Excerpted text:
In the next row of the example, we again receive data where one label has been omitted, so we do the same as before: we push the available right label onto the verification stack, and we push onto the reconstruction stack the information that another left label is missing and the corresponding right label.

In the next row of the example, we finally receive data with no label omissions. We use this data to pop from the reconstruction stack: from the received labels of vertices three and four, we reconstruct the label of vertex two. Popping from the reconstruction stack then tells us that we need to combine that reconstructed label with that of vertex five (the label of vertex five was stored on the reconstruction stack explicitly, so we can simply use it). Popping form the reconstruction stack again tells us to combine the result (which is the label of vertex 1) needs to be combined with that of vertex eight (again, handily part of the just-popped data). Popping again notifies us that the stack is empty. We still combine the labels to reconstruct a new label. Then we check whether this final reconstructed label is equal to the currently reconstructed label. If it is, then we have successfully verified all the data received so far. If it is not, we were fed garbage and we reject the data stream.

To make it absolutely clear: verification works whether you understand what is going on or you don't, all you have to do is follow the rules. The drawings show a lot of context that isn't even explicitly stored in the implementation: whenever the drawing says L(7), the computer only stores the bytes making up some label. It never explicitly stores that this label is that of vertex seven. Correct stack management ensures that the right labels are compared against the right reconstructions automoatically. These numbers help to understand what is going on, but computers thankfully do not require understanding.

This example has shown only left-label omission. The next and final example shows more flexible label omissions: both labels being omitted, or even only a right label being omitted (which can happen, because the rules for slice streams ensure that certain labels are present even if k-grouping would usually cause omission).

As before, the pink underline denotes the requested slice.

In the second step, we read no data at all, because both labels are omitted. Hence, we push onto the reconstruction stack the information that both a left and a right label need to be reconstructed (and while the drawing lightly says which to which vertices these labels correspond, that information need not actually be stored on the stack). Same for the third step.

What you will do:
**A)** Answer these questions using the stream-verification text:
(i) In the row with no label omissions, which vertex's label is rebuilt from the labels of vertices three and four?
(ii) What happens to the data stream if the final reconstructed label does not match the currently reconstructed label?
(iii) Why is no data read in the second step of the final example?
**B)** Copy out the stream-verification text between "To make it absolutely" and "not require understanding.", inclusive.
**C)** Continue the stream-verification text from its last sentence.

Dataset records:
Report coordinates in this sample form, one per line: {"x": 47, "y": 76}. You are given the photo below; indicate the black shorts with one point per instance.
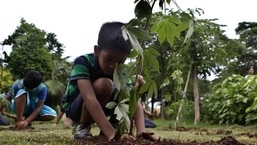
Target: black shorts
{"x": 75, "y": 108}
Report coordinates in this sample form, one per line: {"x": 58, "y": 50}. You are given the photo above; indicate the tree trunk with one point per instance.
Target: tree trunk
{"x": 196, "y": 96}
{"x": 183, "y": 98}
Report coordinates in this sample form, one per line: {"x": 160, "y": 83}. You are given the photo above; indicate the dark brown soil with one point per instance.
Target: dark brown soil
{"x": 100, "y": 140}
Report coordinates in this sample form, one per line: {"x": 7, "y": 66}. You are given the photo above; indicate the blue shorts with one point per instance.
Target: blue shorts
{"x": 31, "y": 106}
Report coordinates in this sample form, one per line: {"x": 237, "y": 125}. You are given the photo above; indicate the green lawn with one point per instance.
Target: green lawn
{"x": 48, "y": 134}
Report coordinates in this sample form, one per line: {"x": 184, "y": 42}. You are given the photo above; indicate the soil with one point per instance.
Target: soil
{"x": 100, "y": 140}
{"x": 228, "y": 140}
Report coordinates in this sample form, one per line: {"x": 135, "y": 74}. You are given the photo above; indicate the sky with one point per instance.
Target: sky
{"x": 76, "y": 23}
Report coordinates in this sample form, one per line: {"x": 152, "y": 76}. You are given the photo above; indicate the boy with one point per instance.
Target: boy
{"x": 91, "y": 86}
{"x": 28, "y": 96}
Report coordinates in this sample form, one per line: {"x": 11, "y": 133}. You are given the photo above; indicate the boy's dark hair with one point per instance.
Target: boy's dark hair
{"x": 32, "y": 79}
{"x": 110, "y": 37}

Expected answers:
**A)**
(i) Vertex two.
(ii) It is rejected.
(iii) Both labels are omitted.

**B)**
To make it absolutely clear: verification works whether you understand what is going on or you don't, all you have to do is follow the rules. The drawings show a lot of context that isn't even explicitly stored in the implementation: whenever the drawing says L(7), the computer only stores the bytes making up some label. It never explicitly stores that this label is that of vertex seven. Correct stack management ensures that the right labels are compared against the right reconstructions automoatically. These numbers help to understand what is going on, but computers thankfully do not require understanding.

**C)**
In the next step, we receive the chunk data for vertex three (i.e., chunk zero). This allows us to reconstruct a label. We pop from the reconstruction stack, but with only a single avaiable label, we cannot reconstructing things. So we simply fill in the label we just reconstructed as the left label, and re-push this incomplete verification step onto the reconstruction stack.

Then, after receiving the chunk data for vertex four, we can reconstruct the label of vertex four. We pop fromt he reconstruction stack, and receive a partial reconstruction step with only a single label missing. So we combine the available label with the label we just reconstructed (the latter in the right position, because the information we popped from the reconstruction stack told us that a right label was missing), and thus reconstruct the label for vertex two. We pop from the reconstruction stack again, see that both labels are missing again, so we push onto the reconstruction stack the newly reconstructed label, plus the information that the right label is missing.

And in this manner, verification proceeds. Whenever you get data with omissions, you simply push to the reconstruction stack. Whenever you get data without omissions, you reconstruct a label, and then keep popping from the reconstruction stack to reconstruct as many more labels as possible. Either this stops at some point because you pop a “both-labels-are-missing” marker, in which case you replace it with a “only-the-right-label-is-still-missing” marker by filling in the final reconstructed label. Or this process stops because you empty the reconstruction stack, in which case you check for equality against the currently reconstructed label.

Note that I glossed over any correctness arguments. In particular, this algorithm would not be correct if label omissions could follow arbitrary patterns. But it does work for arbitrary left-label omissions and for omitting-everything-except-for-slice-boundaries-within-the-k-lowest-layer omissions. Yay. (Proof of yay is left as an exercise to the reader).